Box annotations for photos

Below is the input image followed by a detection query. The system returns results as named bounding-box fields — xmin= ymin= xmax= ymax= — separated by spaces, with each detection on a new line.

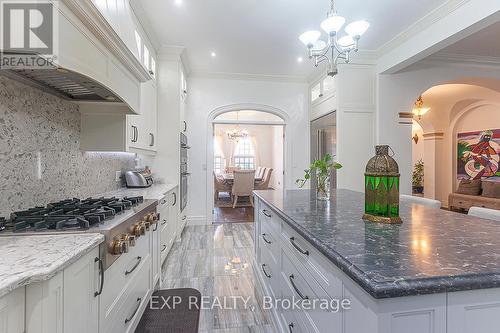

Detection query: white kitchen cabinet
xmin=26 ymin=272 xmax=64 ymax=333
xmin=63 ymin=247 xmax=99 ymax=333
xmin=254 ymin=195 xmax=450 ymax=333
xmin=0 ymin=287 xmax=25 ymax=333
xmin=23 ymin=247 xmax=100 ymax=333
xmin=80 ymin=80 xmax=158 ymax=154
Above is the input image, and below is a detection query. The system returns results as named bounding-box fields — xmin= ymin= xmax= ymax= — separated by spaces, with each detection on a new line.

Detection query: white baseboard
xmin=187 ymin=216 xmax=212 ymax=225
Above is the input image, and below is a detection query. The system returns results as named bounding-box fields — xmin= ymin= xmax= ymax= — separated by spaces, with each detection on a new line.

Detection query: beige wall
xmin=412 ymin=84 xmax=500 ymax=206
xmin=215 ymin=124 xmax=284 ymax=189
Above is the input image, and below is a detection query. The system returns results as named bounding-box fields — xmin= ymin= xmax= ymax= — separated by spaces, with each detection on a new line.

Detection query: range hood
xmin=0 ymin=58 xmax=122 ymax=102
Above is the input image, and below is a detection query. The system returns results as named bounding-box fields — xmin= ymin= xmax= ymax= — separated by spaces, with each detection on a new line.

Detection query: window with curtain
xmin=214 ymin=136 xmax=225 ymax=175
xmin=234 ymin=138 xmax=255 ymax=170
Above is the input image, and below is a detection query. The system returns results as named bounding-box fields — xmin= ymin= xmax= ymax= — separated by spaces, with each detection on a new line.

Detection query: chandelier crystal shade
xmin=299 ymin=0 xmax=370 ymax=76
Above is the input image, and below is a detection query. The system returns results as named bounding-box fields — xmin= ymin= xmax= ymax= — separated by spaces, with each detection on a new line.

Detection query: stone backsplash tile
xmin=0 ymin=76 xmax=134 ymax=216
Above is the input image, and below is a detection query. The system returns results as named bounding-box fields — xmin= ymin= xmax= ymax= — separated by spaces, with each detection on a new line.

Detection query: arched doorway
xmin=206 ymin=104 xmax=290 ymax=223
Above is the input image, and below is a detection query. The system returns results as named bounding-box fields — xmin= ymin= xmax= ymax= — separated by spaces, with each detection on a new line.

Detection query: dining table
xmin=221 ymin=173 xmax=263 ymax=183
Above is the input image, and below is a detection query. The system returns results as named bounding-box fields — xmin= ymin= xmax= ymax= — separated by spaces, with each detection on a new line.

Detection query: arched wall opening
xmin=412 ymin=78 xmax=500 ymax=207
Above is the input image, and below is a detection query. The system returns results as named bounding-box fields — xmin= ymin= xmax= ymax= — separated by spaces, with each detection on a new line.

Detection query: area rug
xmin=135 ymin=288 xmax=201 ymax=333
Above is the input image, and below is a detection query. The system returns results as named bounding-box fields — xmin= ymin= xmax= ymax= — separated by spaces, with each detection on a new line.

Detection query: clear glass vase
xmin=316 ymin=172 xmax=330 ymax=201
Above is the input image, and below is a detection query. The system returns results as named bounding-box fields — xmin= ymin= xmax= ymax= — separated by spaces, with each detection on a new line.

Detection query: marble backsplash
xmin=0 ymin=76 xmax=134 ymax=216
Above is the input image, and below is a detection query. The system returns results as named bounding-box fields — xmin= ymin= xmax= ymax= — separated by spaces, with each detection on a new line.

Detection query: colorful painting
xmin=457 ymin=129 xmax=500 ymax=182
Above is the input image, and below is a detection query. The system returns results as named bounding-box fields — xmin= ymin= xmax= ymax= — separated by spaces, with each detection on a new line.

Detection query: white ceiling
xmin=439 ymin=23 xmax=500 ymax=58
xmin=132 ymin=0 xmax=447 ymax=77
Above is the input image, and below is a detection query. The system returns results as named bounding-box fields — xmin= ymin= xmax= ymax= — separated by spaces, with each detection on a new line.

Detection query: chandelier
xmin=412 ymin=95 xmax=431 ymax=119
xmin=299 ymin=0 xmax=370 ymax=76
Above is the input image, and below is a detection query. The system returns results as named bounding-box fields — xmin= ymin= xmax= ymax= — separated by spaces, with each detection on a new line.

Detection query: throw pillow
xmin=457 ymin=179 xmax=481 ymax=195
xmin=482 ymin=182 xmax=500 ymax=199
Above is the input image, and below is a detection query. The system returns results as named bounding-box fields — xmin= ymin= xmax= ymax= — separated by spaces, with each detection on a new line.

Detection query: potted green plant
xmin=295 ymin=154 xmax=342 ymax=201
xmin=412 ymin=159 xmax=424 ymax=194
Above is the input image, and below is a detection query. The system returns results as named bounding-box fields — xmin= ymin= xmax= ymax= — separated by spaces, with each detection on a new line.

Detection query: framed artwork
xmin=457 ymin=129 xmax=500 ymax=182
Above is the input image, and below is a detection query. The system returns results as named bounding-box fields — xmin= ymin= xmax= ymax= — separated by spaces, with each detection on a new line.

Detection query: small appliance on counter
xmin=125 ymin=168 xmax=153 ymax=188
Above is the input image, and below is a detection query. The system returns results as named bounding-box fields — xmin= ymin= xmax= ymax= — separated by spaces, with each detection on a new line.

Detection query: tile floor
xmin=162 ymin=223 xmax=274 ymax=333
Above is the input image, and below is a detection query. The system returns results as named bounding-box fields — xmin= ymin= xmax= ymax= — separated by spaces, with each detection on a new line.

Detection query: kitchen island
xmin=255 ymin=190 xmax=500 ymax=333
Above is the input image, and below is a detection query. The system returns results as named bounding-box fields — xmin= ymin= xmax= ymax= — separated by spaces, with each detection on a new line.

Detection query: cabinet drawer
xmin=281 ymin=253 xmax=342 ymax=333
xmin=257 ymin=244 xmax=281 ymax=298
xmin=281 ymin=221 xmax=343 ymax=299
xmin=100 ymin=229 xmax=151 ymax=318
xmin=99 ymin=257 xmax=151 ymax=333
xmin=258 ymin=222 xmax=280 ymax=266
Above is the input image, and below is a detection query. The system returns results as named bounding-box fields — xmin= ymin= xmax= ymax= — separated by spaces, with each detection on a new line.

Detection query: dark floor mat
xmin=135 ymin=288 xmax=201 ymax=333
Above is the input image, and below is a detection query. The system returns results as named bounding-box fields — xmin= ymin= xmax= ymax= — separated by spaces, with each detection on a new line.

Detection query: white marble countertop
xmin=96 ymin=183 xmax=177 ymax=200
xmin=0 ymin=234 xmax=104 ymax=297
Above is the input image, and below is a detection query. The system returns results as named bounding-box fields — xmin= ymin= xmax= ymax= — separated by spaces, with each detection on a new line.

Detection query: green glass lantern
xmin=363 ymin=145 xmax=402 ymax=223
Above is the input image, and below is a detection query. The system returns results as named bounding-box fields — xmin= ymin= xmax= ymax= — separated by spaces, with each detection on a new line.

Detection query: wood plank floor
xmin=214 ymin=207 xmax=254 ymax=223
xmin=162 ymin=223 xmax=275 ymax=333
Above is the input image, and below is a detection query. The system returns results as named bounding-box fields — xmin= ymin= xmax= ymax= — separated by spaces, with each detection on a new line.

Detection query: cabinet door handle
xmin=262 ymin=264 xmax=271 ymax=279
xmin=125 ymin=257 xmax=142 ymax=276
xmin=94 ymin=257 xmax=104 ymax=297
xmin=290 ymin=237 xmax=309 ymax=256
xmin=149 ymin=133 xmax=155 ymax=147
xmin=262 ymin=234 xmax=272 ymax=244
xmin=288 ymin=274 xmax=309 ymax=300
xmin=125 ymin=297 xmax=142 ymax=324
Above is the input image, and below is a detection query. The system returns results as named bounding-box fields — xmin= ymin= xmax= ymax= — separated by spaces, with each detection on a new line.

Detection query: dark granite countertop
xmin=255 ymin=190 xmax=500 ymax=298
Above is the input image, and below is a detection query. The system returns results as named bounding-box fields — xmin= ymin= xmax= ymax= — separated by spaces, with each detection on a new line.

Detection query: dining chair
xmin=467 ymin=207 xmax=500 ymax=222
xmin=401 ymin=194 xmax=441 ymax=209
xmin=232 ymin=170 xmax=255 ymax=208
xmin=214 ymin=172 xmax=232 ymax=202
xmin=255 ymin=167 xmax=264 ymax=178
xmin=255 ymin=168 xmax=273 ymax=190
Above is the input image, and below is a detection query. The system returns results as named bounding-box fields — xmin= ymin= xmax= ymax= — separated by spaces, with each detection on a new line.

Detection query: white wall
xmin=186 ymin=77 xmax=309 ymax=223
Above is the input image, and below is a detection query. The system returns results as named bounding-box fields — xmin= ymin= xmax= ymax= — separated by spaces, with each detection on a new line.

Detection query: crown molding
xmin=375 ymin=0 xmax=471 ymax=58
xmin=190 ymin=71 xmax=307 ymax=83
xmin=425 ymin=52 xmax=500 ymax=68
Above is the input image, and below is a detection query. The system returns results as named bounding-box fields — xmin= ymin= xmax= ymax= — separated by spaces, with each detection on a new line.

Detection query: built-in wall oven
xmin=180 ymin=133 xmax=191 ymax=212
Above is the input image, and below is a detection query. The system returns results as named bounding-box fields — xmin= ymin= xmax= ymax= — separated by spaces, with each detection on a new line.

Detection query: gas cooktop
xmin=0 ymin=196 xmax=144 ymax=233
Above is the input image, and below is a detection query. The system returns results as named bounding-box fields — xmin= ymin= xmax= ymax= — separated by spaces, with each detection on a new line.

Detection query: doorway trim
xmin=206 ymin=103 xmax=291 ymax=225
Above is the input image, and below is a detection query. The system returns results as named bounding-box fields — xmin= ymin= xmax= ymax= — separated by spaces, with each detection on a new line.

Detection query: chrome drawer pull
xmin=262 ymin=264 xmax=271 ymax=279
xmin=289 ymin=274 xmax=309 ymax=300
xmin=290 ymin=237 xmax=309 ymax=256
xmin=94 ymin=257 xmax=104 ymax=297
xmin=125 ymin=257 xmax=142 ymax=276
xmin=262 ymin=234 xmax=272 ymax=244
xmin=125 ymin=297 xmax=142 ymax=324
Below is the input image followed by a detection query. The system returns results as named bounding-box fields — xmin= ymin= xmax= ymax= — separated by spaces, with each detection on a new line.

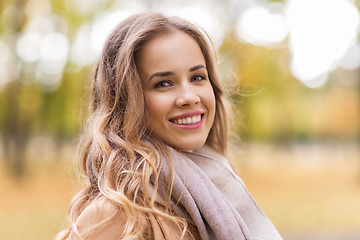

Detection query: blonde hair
--
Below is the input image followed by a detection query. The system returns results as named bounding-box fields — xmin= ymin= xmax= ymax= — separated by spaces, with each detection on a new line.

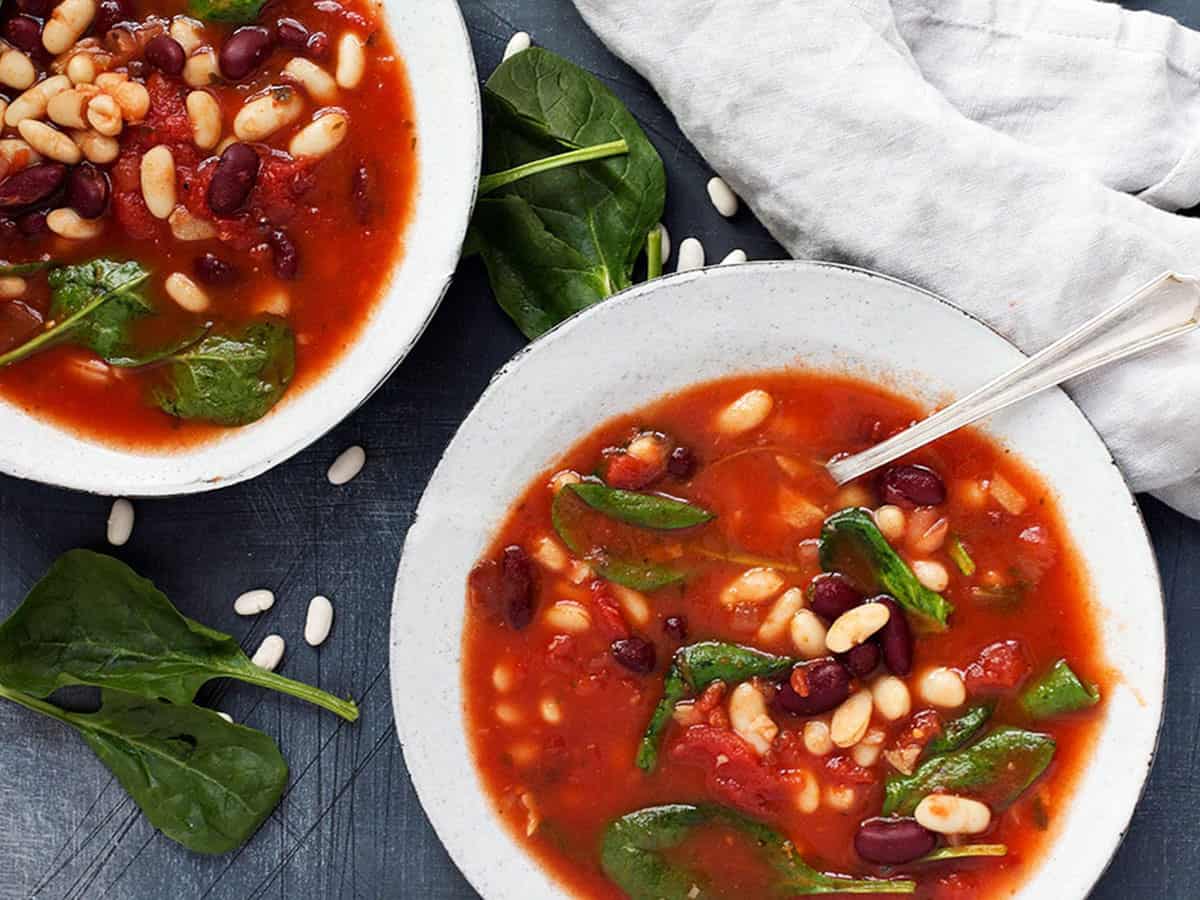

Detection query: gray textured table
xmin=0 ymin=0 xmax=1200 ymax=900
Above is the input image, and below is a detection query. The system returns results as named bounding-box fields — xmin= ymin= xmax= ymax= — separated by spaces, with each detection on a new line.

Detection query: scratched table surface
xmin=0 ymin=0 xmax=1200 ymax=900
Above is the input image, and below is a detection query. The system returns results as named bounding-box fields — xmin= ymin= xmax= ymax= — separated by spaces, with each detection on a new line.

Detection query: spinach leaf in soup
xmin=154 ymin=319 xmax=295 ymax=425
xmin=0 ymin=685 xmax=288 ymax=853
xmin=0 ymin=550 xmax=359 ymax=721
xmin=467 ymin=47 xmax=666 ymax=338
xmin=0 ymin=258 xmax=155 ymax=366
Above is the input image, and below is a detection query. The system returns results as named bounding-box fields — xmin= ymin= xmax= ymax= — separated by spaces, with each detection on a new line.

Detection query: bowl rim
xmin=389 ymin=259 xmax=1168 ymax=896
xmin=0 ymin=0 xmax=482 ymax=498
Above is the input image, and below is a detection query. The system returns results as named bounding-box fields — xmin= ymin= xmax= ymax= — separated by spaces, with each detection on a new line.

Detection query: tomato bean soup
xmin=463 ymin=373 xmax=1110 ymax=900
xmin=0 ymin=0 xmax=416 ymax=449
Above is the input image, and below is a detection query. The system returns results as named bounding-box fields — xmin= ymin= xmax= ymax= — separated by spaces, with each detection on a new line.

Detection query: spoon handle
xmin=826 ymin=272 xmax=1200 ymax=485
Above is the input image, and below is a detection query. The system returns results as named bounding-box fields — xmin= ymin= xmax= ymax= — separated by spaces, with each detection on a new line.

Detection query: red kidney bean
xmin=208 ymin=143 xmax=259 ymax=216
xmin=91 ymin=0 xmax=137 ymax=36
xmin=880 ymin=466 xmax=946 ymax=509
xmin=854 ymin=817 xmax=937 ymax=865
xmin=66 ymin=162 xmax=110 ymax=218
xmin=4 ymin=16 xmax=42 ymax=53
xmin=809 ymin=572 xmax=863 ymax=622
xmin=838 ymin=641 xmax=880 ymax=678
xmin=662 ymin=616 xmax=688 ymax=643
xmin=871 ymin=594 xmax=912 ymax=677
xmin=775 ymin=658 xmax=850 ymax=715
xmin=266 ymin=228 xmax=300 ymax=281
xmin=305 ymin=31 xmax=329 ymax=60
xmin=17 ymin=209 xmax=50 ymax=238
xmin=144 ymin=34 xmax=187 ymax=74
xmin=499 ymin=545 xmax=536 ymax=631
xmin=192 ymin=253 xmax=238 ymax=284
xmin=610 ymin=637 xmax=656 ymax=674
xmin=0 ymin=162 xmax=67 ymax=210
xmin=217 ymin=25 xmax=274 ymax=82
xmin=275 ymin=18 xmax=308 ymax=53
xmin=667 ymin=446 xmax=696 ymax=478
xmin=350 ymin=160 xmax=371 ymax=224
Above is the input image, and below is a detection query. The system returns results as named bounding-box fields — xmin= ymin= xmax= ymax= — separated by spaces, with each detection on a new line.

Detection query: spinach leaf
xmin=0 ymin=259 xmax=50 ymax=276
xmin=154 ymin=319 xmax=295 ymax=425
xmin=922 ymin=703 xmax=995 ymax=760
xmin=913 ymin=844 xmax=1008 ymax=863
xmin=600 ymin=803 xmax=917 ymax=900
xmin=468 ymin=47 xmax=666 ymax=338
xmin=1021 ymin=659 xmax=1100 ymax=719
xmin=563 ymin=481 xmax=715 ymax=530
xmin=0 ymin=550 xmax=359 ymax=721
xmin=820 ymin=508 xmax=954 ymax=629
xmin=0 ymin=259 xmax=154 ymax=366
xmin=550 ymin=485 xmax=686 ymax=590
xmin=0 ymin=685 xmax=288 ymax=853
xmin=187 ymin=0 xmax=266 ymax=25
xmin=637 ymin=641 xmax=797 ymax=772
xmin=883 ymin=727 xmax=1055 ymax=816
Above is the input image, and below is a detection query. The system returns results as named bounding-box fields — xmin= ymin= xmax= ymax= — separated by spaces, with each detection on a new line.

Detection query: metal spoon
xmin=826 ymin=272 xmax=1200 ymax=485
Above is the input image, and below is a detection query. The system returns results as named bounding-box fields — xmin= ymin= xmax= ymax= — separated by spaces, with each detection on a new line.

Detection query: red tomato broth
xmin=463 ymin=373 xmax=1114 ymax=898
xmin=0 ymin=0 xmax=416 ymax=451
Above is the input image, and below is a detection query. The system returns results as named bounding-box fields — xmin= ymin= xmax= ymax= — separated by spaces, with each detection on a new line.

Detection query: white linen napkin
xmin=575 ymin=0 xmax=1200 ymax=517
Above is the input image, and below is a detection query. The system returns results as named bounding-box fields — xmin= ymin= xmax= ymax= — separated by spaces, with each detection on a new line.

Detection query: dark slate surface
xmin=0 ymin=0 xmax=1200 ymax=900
* * *
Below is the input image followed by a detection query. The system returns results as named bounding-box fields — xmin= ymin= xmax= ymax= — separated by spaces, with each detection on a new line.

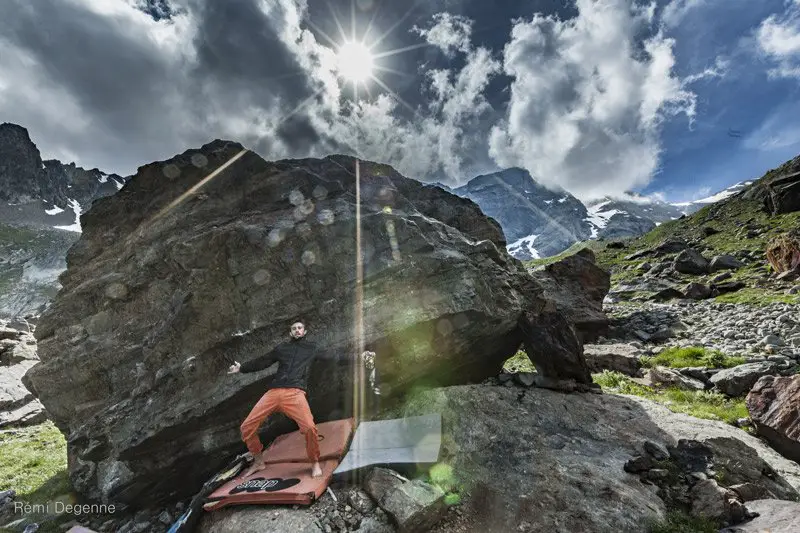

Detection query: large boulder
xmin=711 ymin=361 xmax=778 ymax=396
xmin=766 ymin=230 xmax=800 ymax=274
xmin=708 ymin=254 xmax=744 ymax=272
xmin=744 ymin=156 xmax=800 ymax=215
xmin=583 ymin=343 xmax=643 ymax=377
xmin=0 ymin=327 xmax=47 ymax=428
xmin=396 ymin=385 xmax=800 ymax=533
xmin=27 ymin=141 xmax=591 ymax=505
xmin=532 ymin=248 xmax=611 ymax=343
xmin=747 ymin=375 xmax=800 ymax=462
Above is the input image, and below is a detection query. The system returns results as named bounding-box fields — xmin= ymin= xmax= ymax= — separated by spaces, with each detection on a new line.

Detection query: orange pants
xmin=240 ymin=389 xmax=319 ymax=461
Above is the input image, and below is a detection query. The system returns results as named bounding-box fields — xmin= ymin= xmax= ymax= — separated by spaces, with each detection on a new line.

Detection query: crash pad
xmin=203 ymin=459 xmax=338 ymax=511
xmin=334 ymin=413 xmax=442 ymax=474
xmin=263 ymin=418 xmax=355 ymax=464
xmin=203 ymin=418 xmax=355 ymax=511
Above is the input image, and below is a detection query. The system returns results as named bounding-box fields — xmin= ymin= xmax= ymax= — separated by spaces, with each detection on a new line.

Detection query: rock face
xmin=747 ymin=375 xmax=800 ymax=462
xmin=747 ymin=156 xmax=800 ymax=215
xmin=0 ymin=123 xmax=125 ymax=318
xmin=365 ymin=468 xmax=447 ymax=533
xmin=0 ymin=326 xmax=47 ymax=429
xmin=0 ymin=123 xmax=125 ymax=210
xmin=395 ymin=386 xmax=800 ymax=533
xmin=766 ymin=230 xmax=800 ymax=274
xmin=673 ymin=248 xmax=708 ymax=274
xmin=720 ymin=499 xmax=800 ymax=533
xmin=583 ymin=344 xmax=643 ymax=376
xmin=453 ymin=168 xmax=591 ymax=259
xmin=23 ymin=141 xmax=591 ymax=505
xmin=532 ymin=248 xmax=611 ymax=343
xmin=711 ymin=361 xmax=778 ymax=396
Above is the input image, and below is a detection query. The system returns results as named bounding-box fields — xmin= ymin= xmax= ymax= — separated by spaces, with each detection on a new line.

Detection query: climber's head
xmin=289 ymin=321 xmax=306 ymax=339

### Exercise requirements
How many lines in the items above contain the string "tile"? Reply with the number alone.

### Task solution
2